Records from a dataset
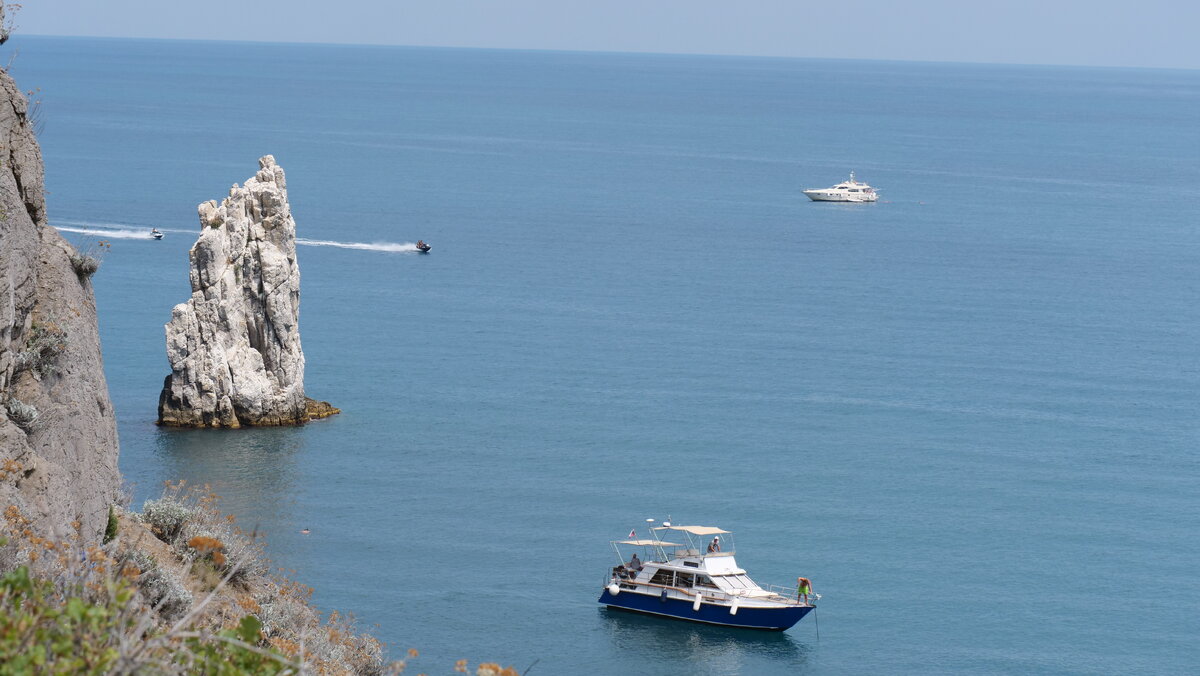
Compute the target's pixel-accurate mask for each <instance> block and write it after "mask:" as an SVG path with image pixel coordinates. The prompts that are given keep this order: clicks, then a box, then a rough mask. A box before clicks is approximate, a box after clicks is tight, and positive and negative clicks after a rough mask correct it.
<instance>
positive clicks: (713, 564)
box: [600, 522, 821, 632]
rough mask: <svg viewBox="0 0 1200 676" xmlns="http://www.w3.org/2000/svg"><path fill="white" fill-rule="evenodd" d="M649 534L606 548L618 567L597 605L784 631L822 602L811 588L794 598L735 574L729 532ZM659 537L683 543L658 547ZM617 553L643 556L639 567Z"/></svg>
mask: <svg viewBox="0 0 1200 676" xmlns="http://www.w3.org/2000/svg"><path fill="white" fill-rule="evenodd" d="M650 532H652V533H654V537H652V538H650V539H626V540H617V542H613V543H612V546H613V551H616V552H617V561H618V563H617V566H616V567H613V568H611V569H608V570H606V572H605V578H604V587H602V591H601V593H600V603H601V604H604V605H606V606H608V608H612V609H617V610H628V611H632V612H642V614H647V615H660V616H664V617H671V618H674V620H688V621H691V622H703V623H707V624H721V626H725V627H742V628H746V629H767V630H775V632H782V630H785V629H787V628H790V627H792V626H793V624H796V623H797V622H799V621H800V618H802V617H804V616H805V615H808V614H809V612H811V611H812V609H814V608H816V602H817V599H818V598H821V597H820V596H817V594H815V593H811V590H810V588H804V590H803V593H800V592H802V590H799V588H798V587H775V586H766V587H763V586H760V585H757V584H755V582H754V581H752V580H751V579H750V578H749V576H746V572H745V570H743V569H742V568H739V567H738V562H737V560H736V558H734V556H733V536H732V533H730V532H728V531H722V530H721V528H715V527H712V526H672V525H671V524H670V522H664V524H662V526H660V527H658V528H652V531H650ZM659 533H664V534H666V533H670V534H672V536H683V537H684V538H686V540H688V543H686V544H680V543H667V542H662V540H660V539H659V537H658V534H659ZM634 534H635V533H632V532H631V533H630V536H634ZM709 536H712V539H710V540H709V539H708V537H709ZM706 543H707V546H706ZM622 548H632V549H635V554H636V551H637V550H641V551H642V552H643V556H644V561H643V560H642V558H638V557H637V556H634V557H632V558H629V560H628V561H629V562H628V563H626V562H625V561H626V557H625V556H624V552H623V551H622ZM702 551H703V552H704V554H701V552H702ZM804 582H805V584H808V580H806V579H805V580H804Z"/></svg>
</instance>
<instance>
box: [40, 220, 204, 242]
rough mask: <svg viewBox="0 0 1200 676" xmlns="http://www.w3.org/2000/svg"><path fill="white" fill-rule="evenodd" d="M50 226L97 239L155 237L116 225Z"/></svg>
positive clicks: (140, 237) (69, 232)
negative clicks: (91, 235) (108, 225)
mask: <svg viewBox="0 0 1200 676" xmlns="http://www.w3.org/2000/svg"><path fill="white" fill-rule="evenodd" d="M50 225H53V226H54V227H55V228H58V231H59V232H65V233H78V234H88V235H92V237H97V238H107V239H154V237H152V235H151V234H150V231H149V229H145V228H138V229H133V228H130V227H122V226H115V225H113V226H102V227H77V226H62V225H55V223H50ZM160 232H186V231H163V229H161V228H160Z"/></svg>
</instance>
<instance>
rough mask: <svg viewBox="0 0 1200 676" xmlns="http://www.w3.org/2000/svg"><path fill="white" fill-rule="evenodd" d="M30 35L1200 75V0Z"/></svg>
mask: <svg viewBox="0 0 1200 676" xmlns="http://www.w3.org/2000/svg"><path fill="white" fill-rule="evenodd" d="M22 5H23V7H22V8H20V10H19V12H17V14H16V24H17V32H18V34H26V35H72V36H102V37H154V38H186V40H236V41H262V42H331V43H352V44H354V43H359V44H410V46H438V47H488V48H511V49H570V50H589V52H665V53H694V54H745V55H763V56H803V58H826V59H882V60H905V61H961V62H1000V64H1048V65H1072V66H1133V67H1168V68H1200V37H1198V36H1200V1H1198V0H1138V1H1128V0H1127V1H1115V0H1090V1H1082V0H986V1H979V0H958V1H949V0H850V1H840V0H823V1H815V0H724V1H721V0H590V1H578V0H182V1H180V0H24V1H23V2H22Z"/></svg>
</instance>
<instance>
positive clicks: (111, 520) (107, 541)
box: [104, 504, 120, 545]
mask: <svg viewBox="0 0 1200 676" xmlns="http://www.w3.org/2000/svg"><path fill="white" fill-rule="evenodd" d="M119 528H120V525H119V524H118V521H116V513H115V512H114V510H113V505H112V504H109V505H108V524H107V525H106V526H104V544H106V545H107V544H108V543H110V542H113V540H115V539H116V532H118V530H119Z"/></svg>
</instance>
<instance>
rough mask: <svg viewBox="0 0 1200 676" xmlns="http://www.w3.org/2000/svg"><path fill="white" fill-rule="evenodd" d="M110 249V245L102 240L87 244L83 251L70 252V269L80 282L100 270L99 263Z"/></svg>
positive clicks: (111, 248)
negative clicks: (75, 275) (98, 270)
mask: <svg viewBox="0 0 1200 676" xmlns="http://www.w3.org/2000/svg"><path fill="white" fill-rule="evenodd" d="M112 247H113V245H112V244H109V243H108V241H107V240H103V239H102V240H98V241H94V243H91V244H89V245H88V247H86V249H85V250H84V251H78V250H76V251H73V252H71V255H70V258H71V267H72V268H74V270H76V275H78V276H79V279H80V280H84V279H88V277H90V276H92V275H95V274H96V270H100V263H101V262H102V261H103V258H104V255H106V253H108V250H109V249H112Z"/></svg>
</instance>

*WORK TO BE COMPLETED*
Copy all of the lines above word for word, leaving out the pictures.

*ANSWER SPACE*
Compute the target's pixel-accurate mask for each <instance> block and write it after "mask:" as an SVG path with image pixel coordinates. The prompts that are given keep this order: clicks, then a box, then a rough mask. A box before clicks is approximate, a box after clicks is tight, and positive and negative clicks after a rough mask correct it.
<instance>
positive clicks: (713, 564)
box: [600, 522, 821, 632]
rough mask: <svg viewBox="0 0 1200 676" xmlns="http://www.w3.org/2000/svg"><path fill="white" fill-rule="evenodd" d="M649 534L606 548L618 567L597 605L784 631L822 602L811 588L794 598L735 574L729 532ZM659 537L683 543L658 547ZM617 553L643 556L639 567Z"/></svg>
mask: <svg viewBox="0 0 1200 676" xmlns="http://www.w3.org/2000/svg"><path fill="white" fill-rule="evenodd" d="M650 532H652V533H654V537H652V538H650V539H626V540H617V542H613V543H612V546H613V551H616V552H617V561H618V563H617V566H616V567H613V568H611V569H608V570H606V572H605V578H604V587H602V591H601V593H600V603H601V604H604V605H606V606H608V608H612V609H617V610H628V611H632V612H642V614H647V615H660V616H664V617H671V618H674V620H688V621H691V622H703V623H707V624H721V626H725V627H742V628H746V629H767V630H775V632H782V630H785V629H787V628H790V627H792V626H793V624H796V623H797V622H799V621H800V618H802V617H804V616H805V615H808V614H809V612H811V611H812V609H814V608H816V602H817V599H818V598H821V597H820V596H817V594H815V593H811V590H810V588H804V590H803V593H800V592H802V590H799V588H798V587H775V586H766V587H763V586H760V585H757V584H755V582H754V581H752V580H751V579H750V578H749V576H746V572H745V570H743V569H742V568H739V567H738V562H737V560H736V558H734V556H733V536H732V533H730V532H728V531H722V530H721V528H715V527H712V526H672V525H671V524H670V522H664V524H662V526H660V527H658V528H652V531H650ZM659 533H664V534H666V533H670V534H672V536H683V537H684V538H686V540H688V543H686V544H680V543H667V542H662V540H660V539H659V537H658V534H659ZM634 534H635V533H632V532H631V533H630V536H634ZM709 536H712V539H710V540H709V539H708V537H709ZM706 543H707V546H706ZM622 548H632V549H635V554H636V551H637V550H641V551H642V552H643V556H644V561H643V560H642V558H638V557H637V556H634V557H632V558H629V560H628V561H629V562H628V563H626V562H625V561H626V557H625V556H624V552H623V551H622ZM702 551H703V552H704V554H701V552H702ZM804 582H805V584H808V580H806V579H805V580H804Z"/></svg>
</instance>
<instance>
box: [40, 220, 204, 242]
rough mask: <svg viewBox="0 0 1200 676" xmlns="http://www.w3.org/2000/svg"><path fill="white" fill-rule="evenodd" d="M50 226L97 239L155 237L116 225Z"/></svg>
positive clicks: (140, 237) (69, 232)
negative clicks: (91, 235) (108, 225)
mask: <svg viewBox="0 0 1200 676" xmlns="http://www.w3.org/2000/svg"><path fill="white" fill-rule="evenodd" d="M50 225H53V226H54V227H55V228H58V231H59V232H65V233H78V234H88V235H92V237H97V238H107V239H154V237H152V235H151V234H150V231H149V229H145V228H138V229H133V228H130V227H122V226H115V225H113V226H102V227H77V226H62V225H55V223H50ZM160 232H186V231H163V229H161V228H160Z"/></svg>
</instance>
<instance>
rough mask: <svg viewBox="0 0 1200 676" xmlns="http://www.w3.org/2000/svg"><path fill="white" fill-rule="evenodd" d="M30 35L1200 75V0Z"/></svg>
mask: <svg viewBox="0 0 1200 676" xmlns="http://www.w3.org/2000/svg"><path fill="white" fill-rule="evenodd" d="M22 5H23V7H22V8H20V10H19V12H17V14H16V24H17V32H18V34H26V35H72V36H102V37H154V38H186V40H236V41H262V42H331V43H352V44H354V43H359V44H410V46H438V47H488V48H511V49H570V50H589V52H665V53H694V54H745V55H763V56H803V58H826V59H882V60H905V61H961V62H1000V64H1048V65H1072V66H1133V67H1168V68H1200V37H1198V36H1200V1H1198V0H1138V1H1128V0H1127V1H1115V0H1090V1H1082V0H986V1H979V0H958V1H949V0H850V1H840V0H823V1H815V0H724V1H721V0H590V1H578V0H182V1H180V0H24V1H23V2H22Z"/></svg>
</instance>
<instance>
positive clicks: (111, 520) (107, 541)
box: [104, 504, 120, 545]
mask: <svg viewBox="0 0 1200 676" xmlns="http://www.w3.org/2000/svg"><path fill="white" fill-rule="evenodd" d="M119 528H120V525H119V524H118V521H116V513H115V512H114V510H113V505H112V504H109V505H108V524H107V525H106V526H104V544H106V545H107V544H108V543H110V542H113V540H115V539H116V532H118V530H119Z"/></svg>
</instance>
<instance>
rough mask: <svg viewBox="0 0 1200 676" xmlns="http://www.w3.org/2000/svg"><path fill="white" fill-rule="evenodd" d="M110 249V245L102 240L87 244L83 251L70 252V269L80 282L100 270L99 263Z"/></svg>
positive clicks: (111, 248)
negative clicks: (75, 275) (98, 270)
mask: <svg viewBox="0 0 1200 676" xmlns="http://www.w3.org/2000/svg"><path fill="white" fill-rule="evenodd" d="M112 247H113V245H112V244H109V243H108V241H107V240H103V239H102V240H98V241H94V243H91V244H89V245H88V247H86V249H85V250H84V251H78V250H76V251H73V252H71V255H70V258H71V267H72V268H74V270H76V275H78V276H79V279H80V280H84V279H88V277H90V276H92V275H95V274H96V270H100V263H101V262H102V261H103V258H104V255H106V253H108V250H109V249H112Z"/></svg>
</instance>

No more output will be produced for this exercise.